Given text =>
══════════

Re: heartbeat logic

Sage Weil <sage@xxxxxxxxxxxx> · Wed, 3 Aug 2011 21:28:34 -0700 (PDT)

On Wed, 3 Aug 2011, Sam Lang wrote:
> During startup of an osd cluster with 37 osds, within the first few seconds I
> see osds getting marked down, even though the osd processes remain running and
> seem to be just fine.  The up count fluctuates for a while but seems to
> stabilize eventually at around 30 up osds, while 7 or so remain down, and
> eventually get marked out.
> 
> With debugging enabled, I've tracked it down to this bit of logic in
> OSD.cc:1502 (stable branch):
> 
> ------snip------
>   // ignore (and mark down connection for) old messages
>   epoch_t e = m->map_epoch;
>   if (!e)
>     e = m->peer_as_of_epoch;
>   if (e <= osdmap->get_epoch() &&
>       ((heartbeat_to.count(from) == 0 && heartbeat_from.count(from) == 0) ||
>        heartbeat_con[from] != m->get_connection())) {
>     dout(5) << "handle_osd_ping marking down peer " << m->get_source_inst()

══════════

Supplied entries =>
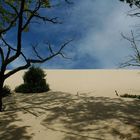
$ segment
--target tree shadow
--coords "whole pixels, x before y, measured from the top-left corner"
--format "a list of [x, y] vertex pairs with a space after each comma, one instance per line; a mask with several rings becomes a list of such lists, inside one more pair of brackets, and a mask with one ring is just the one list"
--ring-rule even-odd
[[12, 97], [4, 98], [5, 105], [9, 111], [0, 112], [0, 140], [30, 140], [26, 129], [29, 126], [18, 126], [14, 122], [21, 122], [15, 108], [17, 108]]
[[20, 94], [18, 102], [23, 111], [43, 116], [47, 129], [62, 132], [63, 140], [140, 138], [139, 100], [48, 92]]

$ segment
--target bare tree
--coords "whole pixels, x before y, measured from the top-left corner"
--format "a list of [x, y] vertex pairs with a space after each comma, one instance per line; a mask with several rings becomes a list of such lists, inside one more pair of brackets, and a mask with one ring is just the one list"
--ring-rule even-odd
[[128, 66], [140, 67], [140, 48], [137, 45], [140, 40], [136, 40], [132, 31], [131, 37], [127, 37], [124, 34], [122, 34], [122, 37], [130, 42], [133, 54], [130, 55], [129, 59], [126, 62], [122, 63], [120, 67], [128, 67]]
[[[65, 1], [67, 3], [71, 3], [68, 0]], [[10, 10], [6, 12], [4, 7], [8, 7]], [[65, 58], [63, 49], [72, 40], [64, 42], [57, 50], [54, 50], [50, 43], [46, 44], [49, 51], [49, 55], [46, 57], [41, 56], [34, 45], [31, 46], [35, 54], [34, 57], [27, 57], [27, 55], [22, 51], [22, 48], [25, 47], [22, 43], [23, 33], [27, 28], [29, 28], [29, 26], [31, 26], [33, 19], [36, 19], [37, 22], [44, 21], [52, 24], [60, 23], [57, 17], [50, 18], [41, 15], [39, 12], [40, 9], [44, 9], [46, 7], [50, 7], [49, 0], [2, 0], [0, 2], [0, 20], [3, 20], [3, 24], [0, 26], [0, 111], [2, 111], [2, 89], [4, 81], [7, 78], [20, 70], [27, 69], [32, 64], [46, 62], [55, 56], [60, 55]], [[16, 46], [12, 46], [5, 38], [5, 35], [7, 35], [13, 28], [16, 28], [15, 30], [17, 32], [17, 36], [15, 36]], [[6, 73], [8, 65], [16, 61], [18, 58], [22, 58], [25, 64]]]

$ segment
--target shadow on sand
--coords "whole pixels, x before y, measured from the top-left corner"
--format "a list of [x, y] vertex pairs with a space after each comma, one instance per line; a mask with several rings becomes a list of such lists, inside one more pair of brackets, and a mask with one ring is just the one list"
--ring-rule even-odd
[[18, 126], [14, 122], [22, 122], [18, 118], [17, 108], [13, 97], [6, 97], [6, 106], [10, 106], [10, 111], [0, 112], [0, 140], [29, 140], [26, 129], [29, 126]]
[[14, 101], [18, 106], [7, 108], [8, 118], [0, 118], [0, 139], [31, 138], [26, 134], [29, 126], [12, 125], [18, 119], [16, 111], [21, 110], [41, 118], [41, 125], [54, 134], [63, 133], [63, 140], [140, 140], [139, 100], [48, 92], [17, 94]]

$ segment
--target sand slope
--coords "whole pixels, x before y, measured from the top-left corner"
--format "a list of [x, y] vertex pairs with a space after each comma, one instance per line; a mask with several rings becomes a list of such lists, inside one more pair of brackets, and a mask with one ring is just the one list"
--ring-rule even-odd
[[[1, 140], [140, 140], [138, 70], [47, 70], [52, 91], [14, 94], [0, 113]], [[22, 83], [19, 72], [6, 81]]]
[[[71, 94], [91, 93], [115, 97], [119, 94], [140, 93], [140, 70], [45, 70], [47, 82], [53, 91]], [[12, 89], [23, 82], [21, 71], [10, 77], [6, 84]]]

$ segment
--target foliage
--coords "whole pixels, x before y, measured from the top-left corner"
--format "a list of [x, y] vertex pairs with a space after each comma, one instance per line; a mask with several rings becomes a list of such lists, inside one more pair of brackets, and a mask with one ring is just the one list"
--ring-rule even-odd
[[3, 89], [2, 89], [2, 96], [3, 97], [6, 97], [6, 96], [9, 96], [9, 95], [11, 95], [11, 89], [10, 89], [10, 87], [9, 86], [7, 86], [7, 85], [5, 85], [4, 87], [3, 87]]
[[15, 88], [16, 92], [37, 93], [49, 90], [44, 71], [37, 67], [30, 67], [23, 76], [24, 84]]

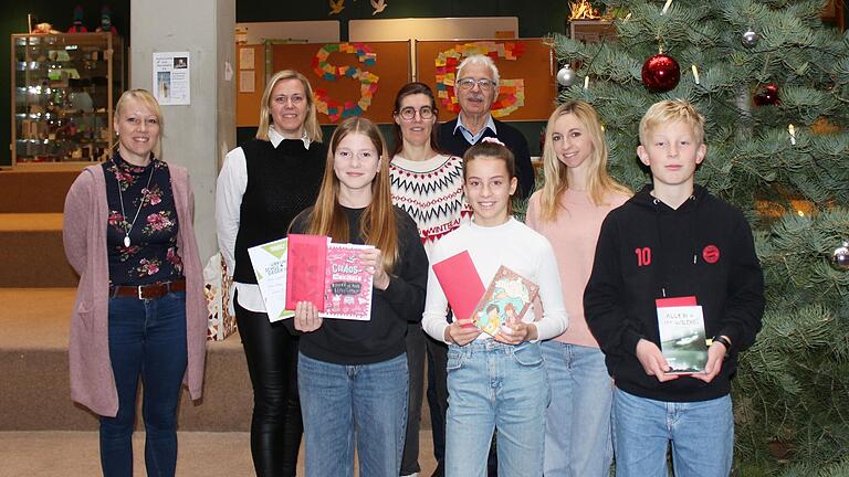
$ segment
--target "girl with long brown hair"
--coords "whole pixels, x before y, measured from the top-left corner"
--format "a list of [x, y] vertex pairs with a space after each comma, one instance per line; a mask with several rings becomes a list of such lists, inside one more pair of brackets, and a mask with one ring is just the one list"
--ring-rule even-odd
[[[297, 374], [306, 436], [306, 475], [397, 476], [407, 422], [407, 325], [421, 320], [428, 259], [416, 223], [392, 205], [389, 158], [377, 126], [344, 120], [333, 134], [314, 208], [290, 233], [369, 244], [361, 261], [374, 273], [368, 321], [323, 319], [300, 301]], [[356, 433], [355, 433], [356, 430]]]
[[584, 102], [557, 107], [543, 147], [545, 184], [531, 197], [527, 225], [554, 246], [569, 329], [544, 342], [552, 388], [546, 410], [545, 475], [607, 476], [612, 457], [612, 385], [605, 357], [584, 318], [601, 222], [631, 195], [607, 173], [607, 145], [596, 110]]

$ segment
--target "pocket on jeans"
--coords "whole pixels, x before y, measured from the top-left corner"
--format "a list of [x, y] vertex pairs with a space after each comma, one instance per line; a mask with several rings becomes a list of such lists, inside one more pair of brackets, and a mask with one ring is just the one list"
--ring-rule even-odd
[[539, 343], [526, 343], [513, 350], [513, 358], [523, 367], [538, 368], [543, 365], [543, 353]]
[[465, 363], [465, 352], [454, 349], [454, 347], [448, 348], [448, 362], [446, 363], [446, 371], [457, 371]]

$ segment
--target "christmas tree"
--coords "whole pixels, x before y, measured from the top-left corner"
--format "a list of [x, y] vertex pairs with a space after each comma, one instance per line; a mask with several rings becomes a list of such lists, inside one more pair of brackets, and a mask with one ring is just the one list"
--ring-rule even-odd
[[849, 36], [824, 0], [591, 3], [616, 39], [553, 36], [559, 100], [598, 109], [635, 190], [640, 118], [690, 100], [706, 118], [696, 182], [755, 231], [767, 311], [734, 380], [735, 471], [849, 475]]

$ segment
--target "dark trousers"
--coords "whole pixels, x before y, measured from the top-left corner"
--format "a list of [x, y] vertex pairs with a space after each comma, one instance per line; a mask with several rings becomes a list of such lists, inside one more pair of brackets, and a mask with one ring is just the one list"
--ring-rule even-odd
[[108, 306], [109, 360], [118, 412], [115, 417], [101, 417], [103, 475], [133, 476], [133, 425], [140, 378], [147, 475], [174, 476], [177, 404], [187, 362], [186, 292], [149, 300], [111, 298]]
[[424, 388], [424, 359], [427, 337], [421, 324], [407, 326], [407, 369], [410, 372], [409, 401], [407, 403], [407, 434], [403, 438], [401, 475], [421, 470], [419, 466], [419, 428], [421, 425], [421, 401]]
[[448, 412], [448, 346], [426, 337], [428, 351], [428, 406], [430, 406], [433, 457], [438, 469], [446, 460], [446, 412]]
[[304, 424], [297, 395], [297, 338], [282, 321], [239, 306], [235, 321], [253, 385], [251, 456], [258, 477], [295, 475]]

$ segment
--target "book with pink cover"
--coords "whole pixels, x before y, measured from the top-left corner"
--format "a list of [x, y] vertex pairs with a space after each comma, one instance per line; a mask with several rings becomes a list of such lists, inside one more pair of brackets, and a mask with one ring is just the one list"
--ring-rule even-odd
[[324, 235], [290, 234], [286, 251], [286, 309], [311, 301], [324, 311], [327, 244]]
[[474, 325], [497, 337], [502, 326], [522, 321], [538, 292], [538, 285], [502, 265], [474, 309]]
[[374, 274], [363, 266], [360, 253], [373, 245], [337, 244], [327, 246], [322, 318], [367, 321], [371, 319]]
[[[485, 288], [468, 251], [433, 264], [433, 274], [448, 298], [455, 318], [470, 318]], [[472, 325], [464, 325], [471, 327]]]

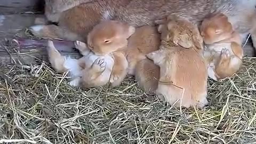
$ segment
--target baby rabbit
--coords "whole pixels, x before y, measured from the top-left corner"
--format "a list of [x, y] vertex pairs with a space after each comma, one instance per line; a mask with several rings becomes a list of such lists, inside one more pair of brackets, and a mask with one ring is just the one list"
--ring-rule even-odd
[[117, 86], [127, 74], [128, 63], [124, 51], [127, 39], [134, 31], [134, 27], [121, 22], [102, 21], [89, 33], [87, 45], [75, 43], [83, 57], [78, 60], [65, 58], [50, 44], [50, 61], [58, 72], [70, 72], [74, 77], [71, 85], [90, 87], [109, 82], [112, 86]]
[[156, 27], [150, 26], [137, 28], [129, 39], [128, 74], [135, 75], [139, 86], [149, 93], [154, 93], [157, 88], [159, 69], [146, 55], [158, 50], [160, 42]]
[[102, 20], [138, 27], [153, 25], [156, 18], [175, 13], [199, 26], [209, 13], [220, 11], [226, 14], [237, 31], [246, 37], [250, 33], [256, 35], [255, 5], [255, 0], [46, 0], [45, 15], [58, 25], [36, 25], [30, 29], [40, 37], [76, 41]]
[[157, 23], [161, 33], [160, 49], [147, 55], [160, 67], [156, 94], [175, 106], [204, 107], [208, 103], [207, 76], [198, 29], [174, 15]]
[[207, 62], [209, 76], [215, 81], [231, 77], [242, 63], [243, 51], [239, 34], [222, 13], [206, 18], [200, 29], [206, 46], [203, 55]]

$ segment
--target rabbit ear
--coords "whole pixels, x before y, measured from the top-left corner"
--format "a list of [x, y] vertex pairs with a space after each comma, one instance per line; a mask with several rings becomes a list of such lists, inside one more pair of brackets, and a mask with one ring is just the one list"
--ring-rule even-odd
[[155, 21], [155, 23], [159, 25], [165, 24], [167, 22], [167, 18], [165, 17], [163, 19], [158, 19]]
[[174, 37], [173, 42], [186, 49], [190, 48], [193, 46], [191, 37], [187, 34]]
[[146, 55], [147, 58], [154, 61], [155, 64], [158, 64], [161, 61], [163, 60], [164, 57], [163, 50], [159, 50]]
[[175, 14], [171, 14], [167, 17], [167, 21], [173, 21], [177, 19], [179, 19], [180, 17], [178, 17], [177, 15]]
[[199, 35], [193, 35], [192, 41], [194, 43], [194, 45], [198, 50], [203, 49], [203, 38]]
[[126, 38], [129, 38], [131, 35], [132, 35], [135, 33], [135, 27], [133, 27], [132, 26], [129, 26], [128, 28], [128, 31], [126, 35]]

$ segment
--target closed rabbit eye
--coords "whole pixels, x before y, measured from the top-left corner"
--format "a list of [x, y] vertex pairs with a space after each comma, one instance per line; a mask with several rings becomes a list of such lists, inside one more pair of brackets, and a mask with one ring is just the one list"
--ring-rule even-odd
[[215, 33], [217, 34], [220, 34], [220, 33], [221, 32], [221, 30], [219, 30], [219, 29], [217, 29], [215, 31]]
[[105, 40], [105, 41], [104, 41], [104, 43], [106, 43], [106, 44], [109, 43], [110, 42], [110, 41], [109, 41], [109, 40]]
[[93, 50], [93, 46], [92, 46], [91, 44], [89, 44], [89, 49], [91, 50]]

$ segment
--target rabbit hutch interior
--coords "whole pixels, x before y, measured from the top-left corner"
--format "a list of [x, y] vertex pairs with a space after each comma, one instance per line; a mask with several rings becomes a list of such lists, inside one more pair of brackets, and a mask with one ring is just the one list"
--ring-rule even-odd
[[[29, 33], [27, 28], [33, 25], [35, 19], [43, 17], [43, 0], [0, 1], [0, 61], [9, 63], [25, 62], [26, 64], [47, 61], [45, 46], [33, 46], [33, 39], [36, 38]], [[58, 23], [57, 23], [58, 25]], [[19, 44], [17, 39], [31, 39], [30, 43]], [[45, 40], [42, 41], [44, 43]], [[244, 47], [245, 55], [252, 55], [254, 49], [249, 39]], [[76, 51], [61, 51], [77, 57]], [[79, 54], [78, 54], [79, 55]]]
[[[33, 39], [38, 39], [27, 29], [34, 25], [36, 18], [44, 17], [44, 6], [43, 0], [0, 1], [0, 63], [29, 65], [47, 61], [45, 45], [33, 46]], [[31, 41], [20, 44], [17, 39]], [[78, 54], [76, 51], [68, 53]]]

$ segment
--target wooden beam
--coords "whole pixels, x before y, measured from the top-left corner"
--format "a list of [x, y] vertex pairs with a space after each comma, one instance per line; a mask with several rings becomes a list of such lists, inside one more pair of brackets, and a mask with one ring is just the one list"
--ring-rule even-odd
[[43, 0], [1, 0], [0, 14], [42, 11], [44, 3]]

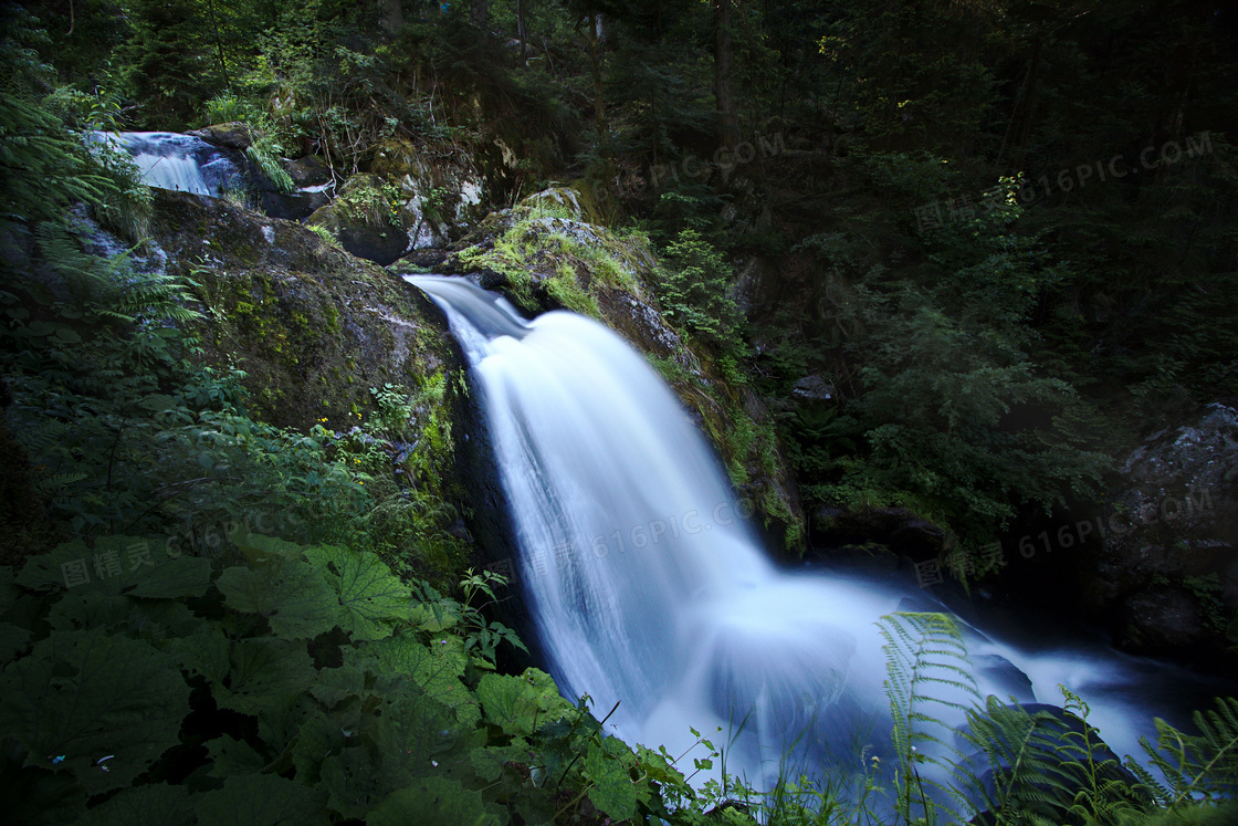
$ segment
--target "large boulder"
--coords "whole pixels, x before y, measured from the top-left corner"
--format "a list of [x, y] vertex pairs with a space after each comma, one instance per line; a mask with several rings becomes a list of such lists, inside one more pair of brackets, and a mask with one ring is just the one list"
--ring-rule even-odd
[[266, 421], [343, 426], [371, 402], [369, 388], [461, 370], [418, 290], [300, 224], [156, 191], [151, 237], [149, 265], [197, 285], [202, 358], [244, 370]]
[[805, 547], [805, 519], [774, 419], [717, 353], [692, 342], [661, 312], [660, 265], [640, 235], [595, 223], [587, 194], [553, 187], [488, 215], [433, 266], [503, 291], [530, 313], [567, 308], [592, 316], [641, 350], [718, 448], [737, 492], [766, 537]]
[[376, 175], [349, 178], [335, 199], [306, 222], [339, 240], [345, 250], [375, 264], [391, 264], [410, 246], [397, 217], [399, 202]]
[[1211, 656], [1238, 643], [1238, 411], [1213, 404], [1149, 437], [1102, 526], [1087, 594], [1123, 646]]
[[201, 137], [214, 146], [223, 146], [235, 152], [244, 152], [253, 146], [255, 140], [253, 126], [239, 120], [227, 124], [212, 124], [210, 126], [194, 129], [188, 134]]

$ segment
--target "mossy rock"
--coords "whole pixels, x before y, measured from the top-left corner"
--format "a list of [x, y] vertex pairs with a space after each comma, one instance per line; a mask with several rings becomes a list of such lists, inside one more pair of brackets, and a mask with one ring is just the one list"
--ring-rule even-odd
[[410, 246], [399, 213], [397, 193], [383, 178], [358, 175], [348, 180], [334, 201], [316, 209], [306, 224], [327, 230], [357, 258], [385, 266]]
[[203, 358], [235, 365], [275, 425], [343, 424], [369, 388], [458, 372], [437, 308], [383, 269], [292, 222], [227, 201], [157, 191], [154, 243], [196, 282]]
[[806, 520], [765, 404], [724, 370], [714, 350], [662, 315], [656, 295], [662, 270], [649, 240], [619, 235], [591, 215], [581, 192], [552, 187], [488, 215], [433, 270], [472, 276], [531, 315], [572, 310], [623, 336], [661, 372], [714, 443], [766, 537], [802, 552]]

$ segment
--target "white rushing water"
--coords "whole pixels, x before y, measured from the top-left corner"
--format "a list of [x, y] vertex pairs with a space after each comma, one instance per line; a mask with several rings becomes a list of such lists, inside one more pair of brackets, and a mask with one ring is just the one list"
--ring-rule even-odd
[[218, 147], [177, 133], [94, 133], [95, 142], [128, 151], [147, 186], [218, 197], [240, 185], [240, 171]]
[[[473, 369], [519, 576], [565, 696], [588, 693], [599, 717], [619, 702], [608, 728], [675, 754], [695, 741], [690, 726], [727, 732], [747, 717], [728, 770], [759, 786], [796, 741], [801, 757], [853, 770], [862, 753], [888, 755], [875, 623], [922, 593], [775, 570], [678, 400], [600, 324], [567, 312], [525, 322], [463, 280], [406, 277], [444, 310]], [[1093, 698], [1122, 682], [1115, 656], [971, 637], [982, 693], [1060, 703], [1058, 682]], [[1103, 701], [1093, 722], [1119, 754], [1134, 749], [1141, 712]]]

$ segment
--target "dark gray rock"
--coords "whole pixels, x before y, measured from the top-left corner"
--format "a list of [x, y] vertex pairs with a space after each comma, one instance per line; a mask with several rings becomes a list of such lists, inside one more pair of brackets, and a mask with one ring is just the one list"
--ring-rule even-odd
[[1136, 653], [1219, 653], [1238, 614], [1238, 411], [1213, 404], [1123, 467], [1088, 607]]

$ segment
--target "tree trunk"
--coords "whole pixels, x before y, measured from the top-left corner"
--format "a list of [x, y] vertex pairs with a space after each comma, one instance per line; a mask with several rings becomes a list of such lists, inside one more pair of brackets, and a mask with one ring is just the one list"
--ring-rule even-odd
[[739, 115], [730, 90], [730, 4], [732, 0], [713, 0], [713, 97], [718, 109], [719, 137], [728, 149], [739, 142]]
[[524, 61], [529, 57], [529, 50], [525, 46], [525, 2], [524, 0], [516, 0], [516, 37], [520, 40], [520, 59]]

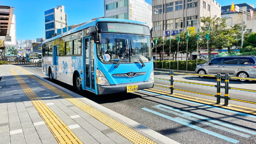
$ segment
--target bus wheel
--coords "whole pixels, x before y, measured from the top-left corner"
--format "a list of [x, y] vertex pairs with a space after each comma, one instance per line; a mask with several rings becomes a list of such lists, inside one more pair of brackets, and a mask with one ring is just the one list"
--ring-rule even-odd
[[52, 70], [50, 68], [49, 69], [49, 77], [50, 78], [50, 80], [52, 81], [53, 79], [53, 75], [52, 73]]
[[80, 76], [78, 73], [76, 74], [76, 79], [75, 79], [74, 87], [77, 90], [81, 90], [82, 89], [82, 86], [81, 84], [81, 79]]

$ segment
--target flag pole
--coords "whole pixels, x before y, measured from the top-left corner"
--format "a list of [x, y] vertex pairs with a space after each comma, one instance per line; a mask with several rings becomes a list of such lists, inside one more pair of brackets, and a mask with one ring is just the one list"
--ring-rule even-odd
[[163, 26], [163, 53], [162, 57], [163, 58], [162, 60], [162, 68], [163, 68], [163, 46], [165, 45], [165, 25]]
[[[188, 29], [188, 27], [187, 26], [187, 32], [189, 32], [189, 31], [188, 31], [188, 30], [187, 29]], [[187, 55], [187, 42], [188, 42], [188, 41], [187, 40], [187, 53], [186, 54], [186, 71], [187, 71], [187, 57], [188, 57], [188, 55]]]
[[197, 66], [197, 59], [198, 59], [198, 41], [197, 41], [197, 47], [196, 48], [196, 66]]
[[[172, 32], [171, 32], [171, 31], [172, 31], [172, 29], [170, 29], [170, 38], [169, 38], [170, 40], [171, 40], [172, 39]], [[169, 70], [171, 70], [171, 41], [170, 41], [170, 47], [169, 48], [169, 50], [170, 50], [170, 52], [169, 53]]]

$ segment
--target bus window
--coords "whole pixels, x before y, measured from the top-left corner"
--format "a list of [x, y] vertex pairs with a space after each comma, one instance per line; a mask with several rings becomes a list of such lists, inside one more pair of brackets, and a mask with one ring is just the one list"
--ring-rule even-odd
[[66, 55], [73, 54], [73, 44], [72, 41], [70, 41], [65, 43]]
[[74, 55], [81, 55], [81, 39], [74, 40]]

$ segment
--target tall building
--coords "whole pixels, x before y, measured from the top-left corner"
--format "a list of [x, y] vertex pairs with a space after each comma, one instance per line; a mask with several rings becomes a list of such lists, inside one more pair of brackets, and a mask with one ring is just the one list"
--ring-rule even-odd
[[144, 0], [104, 0], [105, 18], [130, 19], [152, 27], [152, 7]]
[[[177, 34], [187, 27], [196, 32], [200, 17], [221, 17], [221, 6], [215, 0], [152, 0], [152, 37]], [[171, 30], [170, 32], [170, 30]]]
[[[246, 31], [256, 32], [256, 8], [254, 8], [253, 5], [243, 3], [235, 5], [249, 13], [250, 10], [254, 11], [252, 19], [251, 19], [250, 16], [244, 14], [244, 24], [246, 26]], [[226, 23], [228, 26], [227, 28], [230, 28], [230, 26], [234, 26], [236, 24], [241, 24], [242, 23], [242, 13], [241, 12], [236, 12], [235, 13], [231, 11], [230, 6], [221, 7], [221, 17], [226, 18]]]
[[59, 5], [44, 12], [46, 39], [56, 36], [57, 29], [66, 26], [67, 14], [64, 10], [64, 6]]

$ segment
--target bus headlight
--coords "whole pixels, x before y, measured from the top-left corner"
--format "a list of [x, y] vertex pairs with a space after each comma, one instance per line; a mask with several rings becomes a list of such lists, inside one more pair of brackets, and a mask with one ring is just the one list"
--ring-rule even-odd
[[96, 70], [96, 79], [97, 84], [101, 85], [110, 85], [106, 77], [100, 70]]
[[151, 71], [151, 73], [150, 74], [150, 77], [149, 77], [149, 79], [148, 79], [148, 81], [153, 80], [154, 80], [154, 70], [153, 69], [152, 69], [152, 71]]

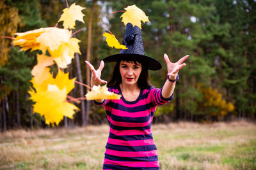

══════════

Tasks for this exercise =>
1/ Please rewrite the paragraph in the heartbeat logic email that begins "During startup of an osd cluster" as a short bulleted list that keeps its main facts.
2/ Carry on the heartbeat logic email from the point where it ends.

Task-by-task outputs =>
1/
- During startup of a cluster with 37 osds, some osds get marked down within the first few seconds.
- The osd processes stay running and appear to be fine.
- The up count fluctuates for a while, then stabilizes at around 30 up osds.
- About 7 osds stay down and are eventually marked out.

2/
> << " after old message from epoch " << e
> << " <= current " << osdmap->get_epoch() << dendl;
>     heartbeat_messenger->mark_down(m->get_connection());
>     goto out;
>   }
> --------------------
> 
> It looks as though the osd getting marked down is sending a heartbeat ping to
> another osd, at which point, that osd marks it as down.  Its not clear to me
> why that happens.  Is it because connections are getting dropped and ports are
> changing?
> 
> In any case, that if conditional succeeds, resulting in the osd marking down
> the osd that just sent it a ping heartbeat.
> 
> I modified the debug output to show the values for heartbeat_to.count(from)
> and heartbeat_from.count(from), as well as heartbeat_con[from] and
> m->get_connection().  The cases where osds are marked down are when the ping
> message's epoch and the osdmap epoch are the same (usually around 16), and the
> counts are always zero, suggesting that this is the first heartbeat from osdA
> to osdB.  Even if they weren't zero, the heartbeat_con[from] is null, and
> doesn't get set till later, so the conditional would succeed anyway.  Can
> someone explain the purpose and reasoning behind this bit of code?  If I just
> whack the second part of the conditional will bad things happen?  Any help is
> greatly appreciated.

Ha, Sam (Just) was just asking me about this bit of code at lunch today.  
It looks like it's the problem.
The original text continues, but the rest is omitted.